Start of Source document

Paper reactors and paper tigers

From Pearls and Irritations

The culmination of Donald Trump’s state visit to the UK was a press conference at which both American and British leaders waved pieces of paper, containing an agreement that US firms would invest billions of dollars in Britain.

The symbolism was appropriate, since a central element of the proposed investment bonanza was the construction of large numbers of nuclear reactors, of a kind which can appropriately be described as “paper reactors”.

The term was coined by US Admiral Hyman Rickover, who directed the original development of nuclear powered submarines.

Hyman described their characteristics as follows:

1. It is simple.

2. It is small.

3. It is cheap.

4. It is light.

5. It can be built very quickly.

6. It is very flexible in purpose (“omnibus reactor”)

7. Very little development is required. It will use mostly “off-the-shelf” components.

8. The reactor is in the study phase. It is not being built now.

But these characteristics were needed by Starmer and Trump, whose goal was precisely to have a piece of paper to wave at their meeting.

The actual experience of nuclear power in the US and UK has been an extreme illustration of the difficulties Rickover described with “practical” reactors. These are plants distinguished by the following characteristics:

1. It is being built now.

2. It is behind schedule

3. It requires an immense amount of development on apparently trivial items. Corrosion, in particular, is a problem.

4. It is very expensive.

5. It takes a long time to build because of the engineering development problems.

6. It is large.

7. It is heavy.

8. It is complicated.

The most recent examples of nuclear plants in the US and UK are the Vogtle plant in the US (completed in 2024, seven years behind schedule and way over budget) and the Hinkley C in the UK (still under construction, years after consumers were promised that that they would be using its power to roast their Christmas turkeys in 2017). Before that, the VC Summer project in North Carolina was abandoned, writing off billions of dollars in wasted investment.

The disastrous cost overruns and delays of the Hinkley C project have meant that practical reactor designs have lost their appeal. Future plans for large-scale nuclear in the UK are confined to the proposed Sizewell B project, two 1600 MW reactors that will require massive subsidies if anyone can be found to invest in them at all. In the US, despite bipartisan support for nuclear, no serious proposals for large-scale nuclear plants are currently active. Even suggestions to resume work on the half-finished VC Summer plant have gone nowhere.

End of Source document
Start of Dataset excerpts

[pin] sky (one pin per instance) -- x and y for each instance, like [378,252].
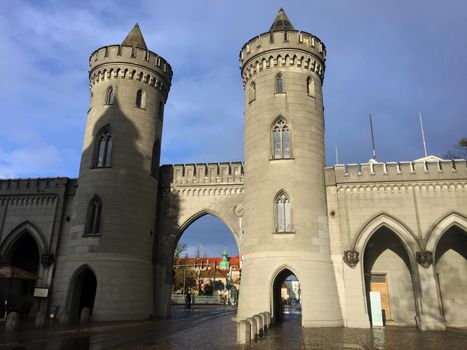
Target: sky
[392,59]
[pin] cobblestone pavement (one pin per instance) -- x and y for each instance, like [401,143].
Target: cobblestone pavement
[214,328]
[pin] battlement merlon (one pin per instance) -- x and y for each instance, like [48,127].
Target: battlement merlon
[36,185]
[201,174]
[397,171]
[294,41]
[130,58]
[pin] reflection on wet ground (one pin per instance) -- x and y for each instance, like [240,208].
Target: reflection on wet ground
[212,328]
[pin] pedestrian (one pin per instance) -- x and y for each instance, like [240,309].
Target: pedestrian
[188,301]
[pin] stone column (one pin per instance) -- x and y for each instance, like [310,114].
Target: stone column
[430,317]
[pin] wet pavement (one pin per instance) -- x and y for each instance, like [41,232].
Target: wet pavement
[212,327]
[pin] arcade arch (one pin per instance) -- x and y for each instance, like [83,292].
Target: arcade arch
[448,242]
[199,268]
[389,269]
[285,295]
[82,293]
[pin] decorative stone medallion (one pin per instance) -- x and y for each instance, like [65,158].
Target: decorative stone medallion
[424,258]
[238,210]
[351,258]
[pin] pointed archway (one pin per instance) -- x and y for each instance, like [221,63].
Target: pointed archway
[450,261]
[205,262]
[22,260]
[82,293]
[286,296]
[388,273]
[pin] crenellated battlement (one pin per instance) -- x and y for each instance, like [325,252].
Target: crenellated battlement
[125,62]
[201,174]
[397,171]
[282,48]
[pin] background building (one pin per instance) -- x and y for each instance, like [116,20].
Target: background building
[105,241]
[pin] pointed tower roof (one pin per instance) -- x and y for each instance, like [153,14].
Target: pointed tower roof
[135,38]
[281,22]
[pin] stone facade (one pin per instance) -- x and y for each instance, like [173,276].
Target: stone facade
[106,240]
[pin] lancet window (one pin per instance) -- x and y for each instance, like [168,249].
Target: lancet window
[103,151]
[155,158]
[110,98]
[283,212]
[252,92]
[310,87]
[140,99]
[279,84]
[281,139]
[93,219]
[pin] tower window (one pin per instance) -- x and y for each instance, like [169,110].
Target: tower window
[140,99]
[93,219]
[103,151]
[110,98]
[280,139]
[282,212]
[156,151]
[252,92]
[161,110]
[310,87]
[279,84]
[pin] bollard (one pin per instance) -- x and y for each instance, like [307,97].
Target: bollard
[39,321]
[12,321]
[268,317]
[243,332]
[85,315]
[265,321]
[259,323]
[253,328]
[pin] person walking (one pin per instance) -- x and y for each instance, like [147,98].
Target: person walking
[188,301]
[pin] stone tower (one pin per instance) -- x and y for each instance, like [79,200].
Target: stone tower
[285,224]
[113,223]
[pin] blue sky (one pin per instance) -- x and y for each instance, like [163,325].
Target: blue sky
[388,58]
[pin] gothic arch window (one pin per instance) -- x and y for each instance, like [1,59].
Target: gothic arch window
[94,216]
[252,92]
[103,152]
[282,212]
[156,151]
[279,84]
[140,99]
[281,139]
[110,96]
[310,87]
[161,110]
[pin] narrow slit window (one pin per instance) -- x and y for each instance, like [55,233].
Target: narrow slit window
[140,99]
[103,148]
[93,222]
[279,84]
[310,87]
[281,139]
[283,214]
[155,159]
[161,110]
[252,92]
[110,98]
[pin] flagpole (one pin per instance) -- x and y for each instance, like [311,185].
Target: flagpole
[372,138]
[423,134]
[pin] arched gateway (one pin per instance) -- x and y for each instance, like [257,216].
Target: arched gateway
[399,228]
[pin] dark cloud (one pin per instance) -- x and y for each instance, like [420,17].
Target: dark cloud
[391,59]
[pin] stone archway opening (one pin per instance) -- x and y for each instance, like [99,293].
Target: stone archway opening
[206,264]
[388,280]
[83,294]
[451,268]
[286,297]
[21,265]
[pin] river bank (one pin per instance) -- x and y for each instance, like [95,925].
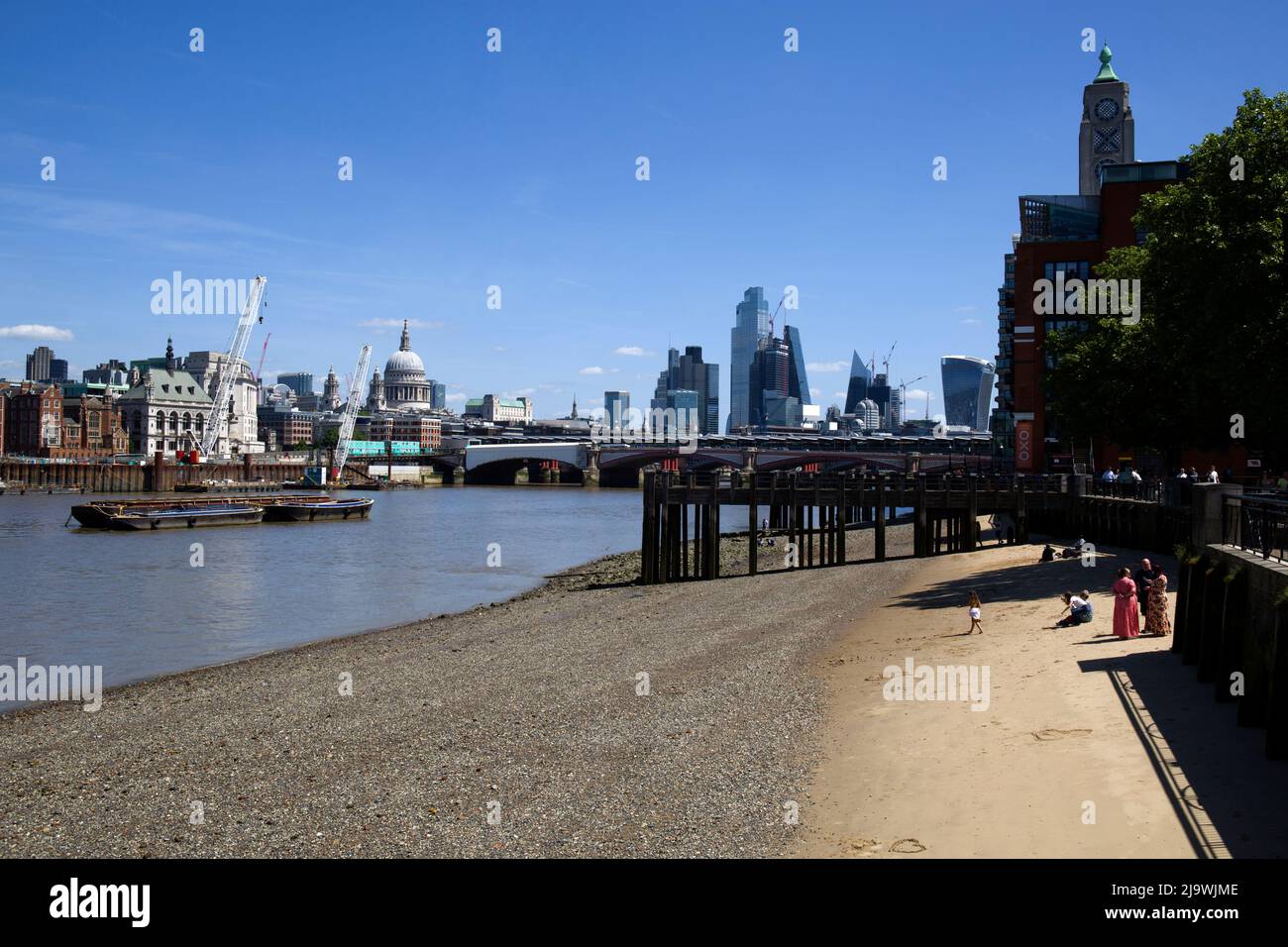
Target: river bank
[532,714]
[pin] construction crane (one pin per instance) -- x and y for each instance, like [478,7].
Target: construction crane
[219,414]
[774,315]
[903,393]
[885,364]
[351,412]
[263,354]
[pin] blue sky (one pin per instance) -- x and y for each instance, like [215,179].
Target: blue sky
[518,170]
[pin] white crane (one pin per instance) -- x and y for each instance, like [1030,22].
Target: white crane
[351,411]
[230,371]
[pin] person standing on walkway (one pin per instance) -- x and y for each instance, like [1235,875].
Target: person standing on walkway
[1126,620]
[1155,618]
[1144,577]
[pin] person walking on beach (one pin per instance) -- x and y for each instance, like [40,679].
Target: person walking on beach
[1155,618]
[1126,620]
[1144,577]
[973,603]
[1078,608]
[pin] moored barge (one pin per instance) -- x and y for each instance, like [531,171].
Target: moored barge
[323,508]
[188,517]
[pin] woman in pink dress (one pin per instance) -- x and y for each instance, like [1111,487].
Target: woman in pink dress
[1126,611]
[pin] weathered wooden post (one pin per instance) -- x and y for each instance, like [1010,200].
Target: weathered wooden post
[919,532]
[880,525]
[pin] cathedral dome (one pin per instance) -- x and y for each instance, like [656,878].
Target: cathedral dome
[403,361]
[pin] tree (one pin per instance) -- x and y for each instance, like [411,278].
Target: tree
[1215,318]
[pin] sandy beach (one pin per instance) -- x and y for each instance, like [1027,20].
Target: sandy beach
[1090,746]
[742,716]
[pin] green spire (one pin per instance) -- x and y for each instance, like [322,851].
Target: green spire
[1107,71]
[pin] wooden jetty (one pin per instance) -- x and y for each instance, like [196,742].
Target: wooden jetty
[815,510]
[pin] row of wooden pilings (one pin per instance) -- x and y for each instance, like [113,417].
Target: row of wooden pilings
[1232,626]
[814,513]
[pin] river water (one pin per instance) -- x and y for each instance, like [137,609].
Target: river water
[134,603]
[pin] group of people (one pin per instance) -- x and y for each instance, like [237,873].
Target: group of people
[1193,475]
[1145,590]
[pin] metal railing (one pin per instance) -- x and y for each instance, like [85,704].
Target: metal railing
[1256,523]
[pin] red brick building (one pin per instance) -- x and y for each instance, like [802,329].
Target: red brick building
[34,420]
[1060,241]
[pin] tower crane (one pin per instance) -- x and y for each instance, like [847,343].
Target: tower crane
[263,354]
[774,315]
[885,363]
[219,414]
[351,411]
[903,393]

End of Dataset excerpts

Assignment 1 — Reproduce exactly the passage from the article on paper reactors above, beginning at the words "The culmination of" and stopping after the words "dollars in Britain.".
Assignment 2 — Resume the article on paper reactors above, writing on from its final sentence.

Exercise response 1 —
The culmination of Donald Trump’s state visit to the UK was a press conference at which both American and British leaders waved pieces of paper, containing an agreement that US firms would invest billions of dollars in Britain.

Exercise response 2 —
Hope has therefore turned to Small Modular Reactors. Despite a proliferation of announcements and proposals, this term is poorly understood.

The first point to observe is that SMRs don’t actually exist. Strictly speaking, the description applies to designs like that of NuScale, a company that proposes to build small reactors with an output less than 100 MW (the modules) in a factory, and ship them to a site where they can be installed in whatever number desired. The hope is that the savings from factory construction and flexibility will offset the loss of size economies inherent in a smaller boiler (all power reactors, like thermal power stations, are essentially heat sources to boil water). Nuscale’s plans to build six such reactors in the US state of Utah were abandoned due to cost overruns, but the company is still pursuing deals in Europe.

Most of the designs being sold as SMRs are not like this at all. Rather, they are cut-down versions of existing reactor designs, typically reduced from 1000MW to 300 MW. They are modular only in the sense that all modern reactors (including traditional large reactors) seek to produce components off-site. It is these components, rather than the reactors, that are modular. For clarity, I’ll call these smallish semi-modular reactors (SSMRs). Because of the loss of size economies, SMRs are inevitably more expensive per MW of power than the large designs on which they are based.

Over the last couple of years, the UK Department of Energy has run a competition to select a design for funding. The short-list consisted of four SSMR designs, three from US firms, and one from Rolls-Royce offering a 470MW output. A couple of months before Trump’s visit, Rolls-Royce was announced as the winner. This leaves the US bidders out in the cold.

So, where will the big US investments in SMRs for the UK come from? There have been a “raft” of announcements promising that US firms will build SMRs on a variety of sites without any requirement for subsidy. The most ambitious is from Amazon-owned X-energy, which is suggesting up to a dozen “pebble bed” reactors. The “pebbles” are mixtures of graphite (which moderates the nuclear reaction) and TRISO particles (uranium-235 coated in silicon carbon), and the reactor is cooled by a gas such as nitrogen.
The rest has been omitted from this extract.